Input records: Begin

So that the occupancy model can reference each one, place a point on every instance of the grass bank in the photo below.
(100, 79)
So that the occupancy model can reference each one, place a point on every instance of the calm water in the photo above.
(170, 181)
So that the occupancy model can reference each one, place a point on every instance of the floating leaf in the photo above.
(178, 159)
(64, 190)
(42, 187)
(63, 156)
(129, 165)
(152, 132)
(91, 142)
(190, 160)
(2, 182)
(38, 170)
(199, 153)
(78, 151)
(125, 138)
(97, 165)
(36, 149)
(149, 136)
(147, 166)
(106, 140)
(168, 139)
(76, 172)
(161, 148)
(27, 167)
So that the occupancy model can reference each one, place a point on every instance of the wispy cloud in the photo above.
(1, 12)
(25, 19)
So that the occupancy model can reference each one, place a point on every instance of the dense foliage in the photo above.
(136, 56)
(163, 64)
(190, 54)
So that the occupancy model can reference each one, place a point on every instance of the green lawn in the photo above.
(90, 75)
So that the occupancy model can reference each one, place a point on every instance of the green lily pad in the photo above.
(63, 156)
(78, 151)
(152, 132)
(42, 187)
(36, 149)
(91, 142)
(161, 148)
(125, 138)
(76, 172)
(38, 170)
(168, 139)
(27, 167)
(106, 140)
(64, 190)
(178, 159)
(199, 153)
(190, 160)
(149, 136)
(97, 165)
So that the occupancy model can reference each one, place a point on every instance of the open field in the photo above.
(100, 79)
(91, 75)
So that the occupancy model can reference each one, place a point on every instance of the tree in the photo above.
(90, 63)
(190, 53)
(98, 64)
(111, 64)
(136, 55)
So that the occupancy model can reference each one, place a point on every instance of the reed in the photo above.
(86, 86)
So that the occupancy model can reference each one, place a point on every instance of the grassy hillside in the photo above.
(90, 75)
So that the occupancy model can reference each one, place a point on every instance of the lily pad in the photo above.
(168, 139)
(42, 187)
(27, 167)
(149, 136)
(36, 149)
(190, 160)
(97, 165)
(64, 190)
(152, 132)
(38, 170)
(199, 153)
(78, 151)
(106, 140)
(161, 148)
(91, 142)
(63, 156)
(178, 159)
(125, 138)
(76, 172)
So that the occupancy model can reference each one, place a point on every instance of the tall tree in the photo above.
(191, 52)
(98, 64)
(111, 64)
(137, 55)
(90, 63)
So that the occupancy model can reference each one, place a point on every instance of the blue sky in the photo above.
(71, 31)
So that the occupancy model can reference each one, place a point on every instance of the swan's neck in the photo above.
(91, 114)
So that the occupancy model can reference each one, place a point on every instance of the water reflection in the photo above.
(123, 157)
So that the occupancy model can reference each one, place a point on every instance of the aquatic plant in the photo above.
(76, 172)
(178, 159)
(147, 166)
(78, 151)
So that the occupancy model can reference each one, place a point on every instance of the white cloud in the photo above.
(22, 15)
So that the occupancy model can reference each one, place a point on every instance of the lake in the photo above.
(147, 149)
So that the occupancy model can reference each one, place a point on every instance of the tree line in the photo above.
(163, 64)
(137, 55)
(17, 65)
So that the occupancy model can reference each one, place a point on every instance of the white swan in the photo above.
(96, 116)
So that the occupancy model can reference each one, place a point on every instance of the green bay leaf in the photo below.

Input records: End

Please copy the data in full, character for character.

Answer to this exercise:
So that the occupancy model can reference each one, place a point on every instance of the grass bank in the photo below.
(100, 79)
So that the occupancy model can reference each one, place a point on every instance of the calm water in the photo above.
(170, 181)
So that the occupancy model can reference each one, place a point on every instance of the floating leaf in the photo above.
(178, 159)
(64, 190)
(42, 187)
(63, 156)
(129, 165)
(152, 132)
(91, 142)
(190, 160)
(2, 182)
(38, 170)
(199, 153)
(78, 151)
(125, 138)
(97, 165)
(36, 149)
(149, 136)
(147, 166)
(106, 140)
(168, 139)
(76, 172)
(161, 148)
(27, 167)
So that the occupancy model can reference each one, place a point on every instance of the wispy cloud in the photo above.
(1, 12)
(25, 19)
So that the occupancy model can reference each one, place a point on every instance of the dense foliage in the photo above.
(136, 56)
(163, 64)
(190, 54)
So that the occupancy model can reference each one, place a point on every instance of the green lawn in the photo above.
(90, 75)
So that the occupancy model can reference each one, place a point on every instance of the green lily pad in the photo above.
(63, 156)
(78, 151)
(152, 132)
(42, 187)
(36, 149)
(91, 142)
(161, 148)
(125, 138)
(76, 172)
(38, 170)
(168, 139)
(27, 167)
(106, 140)
(64, 190)
(178, 159)
(199, 153)
(190, 160)
(149, 136)
(97, 165)
So that the occupancy model can reference each one, place a point on every instance of the open field in the photo above.
(100, 79)
(91, 75)
So that the occupancy model can reference each one, place a point on every instance of the tree in the photo above.
(90, 63)
(190, 53)
(98, 64)
(111, 64)
(136, 55)
So that the occupancy model can reference each one, place a point on every instance of the reed in the photo above.
(86, 86)
So that the occupancy model can reference each one, place a point on every instance of the grassy hillside in the photo above.
(90, 75)
So that the occupancy model can reference each one, place a point on every instance of the lily pad in the photo above.
(168, 139)
(42, 187)
(27, 167)
(149, 136)
(36, 149)
(190, 160)
(97, 165)
(64, 190)
(152, 132)
(38, 170)
(199, 153)
(78, 151)
(106, 140)
(161, 148)
(91, 142)
(63, 156)
(178, 159)
(125, 138)
(76, 172)
So that the occupancy model can reference each one, place a point on every instance of the tall tree in the photo above.
(191, 52)
(98, 64)
(111, 64)
(137, 55)
(90, 63)
So that the occupancy model can reference each one, place a point on every instance of the blue sky in the photo above.
(71, 31)
So that the occupancy model can reference each one, place a point on every instance of the swan's neck in the photo above.
(91, 114)
So that the occupancy model can reference each one, place a point on every instance of the water reflection in the photo above.
(123, 157)
So that the occupancy model can reference each one, place a point on every instance of the aquatic plant in the photo above.
(76, 172)
(178, 159)
(147, 166)
(78, 151)
So that the occupancy model can reference each one, place a point on every instance of the white cloud in the photo above.
(22, 15)
So that the occupancy model can reference each one, place a point on every instance of the lake in the photo above.
(147, 149)
So that the occupancy model can reference each one, place a point on every instance of the tree line in the photo above.
(163, 64)
(137, 55)
(17, 65)
So that the occupancy model can reference each one, place a point on every instance of the white swan in the photo above.
(96, 116)
So that the occupancy model can reference each one, place a point on every instance of the green bay leaf in the photo below.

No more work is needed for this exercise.